• **Problem to work on**
Pull every line from the records below and reproduce each one word for word, without changing anything.

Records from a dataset
------------------------------------------------------------
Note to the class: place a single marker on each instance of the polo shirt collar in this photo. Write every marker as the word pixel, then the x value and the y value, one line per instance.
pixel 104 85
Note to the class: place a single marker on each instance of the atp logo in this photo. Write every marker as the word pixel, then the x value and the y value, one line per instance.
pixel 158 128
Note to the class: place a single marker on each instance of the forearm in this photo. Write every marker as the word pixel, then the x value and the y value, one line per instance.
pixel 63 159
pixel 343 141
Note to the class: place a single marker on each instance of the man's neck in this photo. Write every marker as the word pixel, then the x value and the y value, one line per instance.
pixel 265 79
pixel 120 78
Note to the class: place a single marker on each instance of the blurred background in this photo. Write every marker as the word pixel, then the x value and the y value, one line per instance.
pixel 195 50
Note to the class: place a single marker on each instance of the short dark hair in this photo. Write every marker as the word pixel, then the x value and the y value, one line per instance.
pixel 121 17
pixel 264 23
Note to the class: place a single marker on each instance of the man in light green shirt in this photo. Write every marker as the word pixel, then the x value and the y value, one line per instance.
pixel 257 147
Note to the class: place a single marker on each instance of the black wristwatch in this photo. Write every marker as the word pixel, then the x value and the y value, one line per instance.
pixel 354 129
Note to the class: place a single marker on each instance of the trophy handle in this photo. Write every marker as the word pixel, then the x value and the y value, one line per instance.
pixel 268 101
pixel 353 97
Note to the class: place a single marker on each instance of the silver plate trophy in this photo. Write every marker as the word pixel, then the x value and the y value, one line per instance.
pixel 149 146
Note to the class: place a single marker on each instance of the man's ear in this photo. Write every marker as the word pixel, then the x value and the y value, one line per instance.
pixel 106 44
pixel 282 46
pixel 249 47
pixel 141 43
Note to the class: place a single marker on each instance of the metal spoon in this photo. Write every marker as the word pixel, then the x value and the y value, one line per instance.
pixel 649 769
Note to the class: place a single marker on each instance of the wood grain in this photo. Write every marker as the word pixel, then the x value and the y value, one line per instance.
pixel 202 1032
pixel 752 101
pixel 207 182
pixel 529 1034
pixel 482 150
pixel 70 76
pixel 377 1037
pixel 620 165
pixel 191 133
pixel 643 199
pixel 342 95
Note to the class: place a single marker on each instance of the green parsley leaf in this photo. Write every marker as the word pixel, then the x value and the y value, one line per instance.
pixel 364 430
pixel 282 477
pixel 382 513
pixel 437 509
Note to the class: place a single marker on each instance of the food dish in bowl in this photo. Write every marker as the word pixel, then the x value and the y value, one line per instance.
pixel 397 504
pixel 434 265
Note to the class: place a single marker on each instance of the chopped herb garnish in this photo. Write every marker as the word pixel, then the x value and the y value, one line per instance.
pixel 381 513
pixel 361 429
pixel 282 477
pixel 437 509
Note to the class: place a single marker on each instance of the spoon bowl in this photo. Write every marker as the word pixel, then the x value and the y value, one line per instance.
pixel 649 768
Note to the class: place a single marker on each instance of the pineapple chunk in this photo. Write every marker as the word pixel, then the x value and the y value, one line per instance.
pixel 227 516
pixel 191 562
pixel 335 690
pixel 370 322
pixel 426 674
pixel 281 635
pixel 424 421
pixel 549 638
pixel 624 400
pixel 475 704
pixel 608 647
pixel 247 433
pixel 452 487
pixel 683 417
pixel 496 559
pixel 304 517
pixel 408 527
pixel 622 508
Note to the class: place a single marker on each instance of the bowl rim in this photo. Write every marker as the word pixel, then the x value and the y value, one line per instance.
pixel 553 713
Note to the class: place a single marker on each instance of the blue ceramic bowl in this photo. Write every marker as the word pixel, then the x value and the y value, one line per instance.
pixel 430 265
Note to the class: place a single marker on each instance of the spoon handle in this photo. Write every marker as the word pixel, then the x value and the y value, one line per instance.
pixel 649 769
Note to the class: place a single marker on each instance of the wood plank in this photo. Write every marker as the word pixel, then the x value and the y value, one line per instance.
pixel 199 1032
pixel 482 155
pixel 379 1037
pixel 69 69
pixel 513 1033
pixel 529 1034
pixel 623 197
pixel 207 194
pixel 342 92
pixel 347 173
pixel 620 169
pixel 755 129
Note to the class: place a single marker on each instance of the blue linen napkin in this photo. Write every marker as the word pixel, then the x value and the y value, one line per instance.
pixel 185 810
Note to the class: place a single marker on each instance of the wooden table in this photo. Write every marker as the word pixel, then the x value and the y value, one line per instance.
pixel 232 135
------------------------------------------------------------
• **Output**
Note to the class: place a single marker on each instance of the polo shirt collar in this photo. Write every marker as the word pixel, then the x value and the y value, one line per instance.
pixel 104 85
Note to the class: place a single marker on each instance of the atp logo in this photo. Write every marker as the word pixel, then the x value and the y value, one line per instance.
pixel 158 128
Note to the class: place a single marker on each instance of the forearm in this photo. Write every marker as the word pixel, then the x value and the y value, one line per instance.
pixel 63 159
pixel 343 141
Note to the class: place a single marker on each instance of the man's neck in this photo. Write every marker as the word pixel, then the x value and the y value, one line per instance.
pixel 265 79
pixel 120 78
Note to the class: place a single marker on each instance of the blurred background in this photo. Write every marker as the word pixel, then the x value and the y value, one line per instance.
pixel 195 50
Note to the class: place a single marker on each instance of the short dark hair in this photo. Write every marker as the word pixel, then the x value and the y value, one line per instance.
pixel 121 17
pixel 264 23
Note to the class: place a single marker on each instance of the man in light green shirt in this photo. Write every marker as the word pixel, then the x value and the y value, one line per instance.
pixel 257 147
Note to the class: place a single marker on each instance of the black wristwatch in this photo. Write every marker as the word pixel, then the x value and the y value, one line per instance.
pixel 354 129
Note to the class: place a single marker on each instance of the trophy handle in this photo. Write every marker as the word pixel, then the x value and the y value, one line per instance.
pixel 268 101
pixel 353 97
Note to the class: place a single marker on each instance of the silver plate trophy in this photo. Write every marker as the word pixel, then the x value and the y value, one line per instance.
pixel 149 146
Note to the class: place a single marker on each instance of the man's ear in this photo. Write every marker as the word pixel, then the x value and the y value, one line per instance.
pixel 106 44
pixel 282 46
pixel 249 47
pixel 141 43
Note to the class: place a single marker on each instance of the metal spoon in this photo. Write every marker as the word pixel, then the x value and the y value, one line per instance.
pixel 649 769
Note to the class: place a single marker on each instance of the wood grain in this photo. Write every marker as the word pixel, then the x value and the y value, one line per instance.
pixel 202 1032
pixel 752 101
pixel 207 182
pixel 529 1034
pixel 482 150
pixel 70 76
pixel 377 1037
pixel 620 165
pixel 191 133
pixel 643 199
pixel 342 95
Note to the class: place a single marker on each instance of the green parsley leaf in this photo. Write every marker as the word pixel, then the x value and the y value, one line per instance.
pixel 364 430
pixel 282 477
pixel 382 513
pixel 437 509
Note to the class: place a single marker on each instance of the food dish in bowl in this photo. Write every marker as the word pixel, then the x value and the y value, one line per instance.
pixel 397 504
pixel 434 265
Note to the class: place a single marker on each instance of the chopped herb garnish in this photo. Write every marker as the word pixel, then the x value and the y value, one line per instance.
pixel 381 513
pixel 361 429
pixel 282 477
pixel 437 509
Note to the class: place a single marker on each instance of the spoon bowl in this photo. Write every marker as the word pixel, then the x value and the y value, one line per instance.
pixel 649 768
Note to the class: place a single marker on each instance of the pineapple chunk in this photo. Write every marker as the word pixel, then the x value and the y value, one line per instance.
pixel 227 516
pixel 191 562
pixel 335 690
pixel 370 322
pixel 426 674
pixel 281 635
pixel 424 421
pixel 549 638
pixel 624 400
pixel 475 704
pixel 608 647
pixel 247 433
pixel 452 487
pixel 683 417
pixel 496 559
pixel 304 517
pixel 408 527
pixel 622 508
Note to the class: place a single marker on each instance of the bowl rim in this photo. Write every marker as the word pixel, then the x value and the y value, one line per instance.
pixel 553 713
Note to the class: place a single marker on each instance of the blue ceramic bowl in this photo. Write every marker as the word pixel, then the x value and the y value, one line per instance.
pixel 430 265
Note to the class: place a single marker on each instance of the spoon handle in this photo. Write every marker as the word pixel, then the x value and the y value, one line per instance.
pixel 649 769
Note to the class: place a single marker on each instance of the wood plank in this photo. Write every marker as the word pixel, then the x value and the y value, one line per instance.
pixel 199 1032
pixel 482 155
pixel 379 1037
pixel 69 69
pixel 513 1033
pixel 529 1034
pixel 623 197
pixel 207 194
pixel 342 92
pixel 347 173
pixel 620 169
pixel 755 129
Note to the class: place a single marker on each instance of the blue linen napkin in this photo. Write every marker as the word pixel, then the x value and the y value, one line per instance.
pixel 185 810
Note to the class: place a single marker on each instance of the wooden table in this photo. Write every marker as the word pixel, then the x value and the y value, one line per instance.
pixel 232 135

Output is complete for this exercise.